◆ **Entries shown**:

'''

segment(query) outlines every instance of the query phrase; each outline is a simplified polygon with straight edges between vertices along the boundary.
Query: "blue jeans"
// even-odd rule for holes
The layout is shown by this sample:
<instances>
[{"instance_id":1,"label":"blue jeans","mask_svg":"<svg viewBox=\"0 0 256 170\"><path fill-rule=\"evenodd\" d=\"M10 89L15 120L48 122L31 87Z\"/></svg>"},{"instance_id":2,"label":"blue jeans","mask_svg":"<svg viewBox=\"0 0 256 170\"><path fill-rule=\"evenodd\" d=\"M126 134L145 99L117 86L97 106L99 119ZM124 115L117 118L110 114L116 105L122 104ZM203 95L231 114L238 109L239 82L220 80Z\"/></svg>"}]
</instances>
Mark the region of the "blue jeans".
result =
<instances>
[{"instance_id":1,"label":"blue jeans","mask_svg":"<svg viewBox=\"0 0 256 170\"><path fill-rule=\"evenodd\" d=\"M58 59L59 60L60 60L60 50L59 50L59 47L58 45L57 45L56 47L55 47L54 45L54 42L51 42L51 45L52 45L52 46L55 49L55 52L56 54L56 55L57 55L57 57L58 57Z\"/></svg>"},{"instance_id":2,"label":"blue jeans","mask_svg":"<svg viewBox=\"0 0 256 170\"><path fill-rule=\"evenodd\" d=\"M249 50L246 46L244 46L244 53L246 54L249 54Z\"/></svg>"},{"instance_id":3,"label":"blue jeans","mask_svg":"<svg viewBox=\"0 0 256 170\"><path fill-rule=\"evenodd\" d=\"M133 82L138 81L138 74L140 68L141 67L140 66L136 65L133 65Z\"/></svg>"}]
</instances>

'''

◆ **Exercise objective**:
Present every line of the items above as a Markdown table with two columns, Index for the row number and Line for the line itself, leaving out any blank lines.

◆ **Solution to the exercise**:
| Index | Line |
|---|---|
| 1 | segment(query) outlines every instance of the query phrase; each outline is a simplified polygon with straight edges between vertices along the boundary. |
| 2 | Query: "blue jeans" |
| 3 | // even-odd rule for holes |
| 4 | The layout is shown by this sample: |
| 5 | <instances> |
| 6 | [{"instance_id":1,"label":"blue jeans","mask_svg":"<svg viewBox=\"0 0 256 170\"><path fill-rule=\"evenodd\" d=\"M10 89L15 120L48 122L31 87Z\"/></svg>"},{"instance_id":2,"label":"blue jeans","mask_svg":"<svg viewBox=\"0 0 256 170\"><path fill-rule=\"evenodd\" d=\"M126 134L145 99L117 86L97 106L99 119ZM124 115L117 118L110 114L116 105L122 104ZM203 95L231 114L238 109L239 82L220 80Z\"/></svg>"}] |
| 7 | </instances> |
| 8 | Mark the region of the "blue jeans". |
| 9 | result = |
| 10 | <instances> |
| 11 | [{"instance_id":1,"label":"blue jeans","mask_svg":"<svg viewBox=\"0 0 256 170\"><path fill-rule=\"evenodd\" d=\"M58 59L59 60L60 60L60 50L59 50L59 47L58 45L57 45L56 47L55 47L54 45L54 42L51 42L51 45L52 45L52 46L55 49L55 52L56 54L56 55L57 55L57 57L58 57Z\"/></svg>"},{"instance_id":2,"label":"blue jeans","mask_svg":"<svg viewBox=\"0 0 256 170\"><path fill-rule=\"evenodd\" d=\"M249 50L246 46L244 46L244 53L246 54L249 54Z\"/></svg>"},{"instance_id":3,"label":"blue jeans","mask_svg":"<svg viewBox=\"0 0 256 170\"><path fill-rule=\"evenodd\" d=\"M133 82L138 81L138 74L140 68L141 67L140 66L136 65L133 65Z\"/></svg>"}] |
| 12 | </instances> |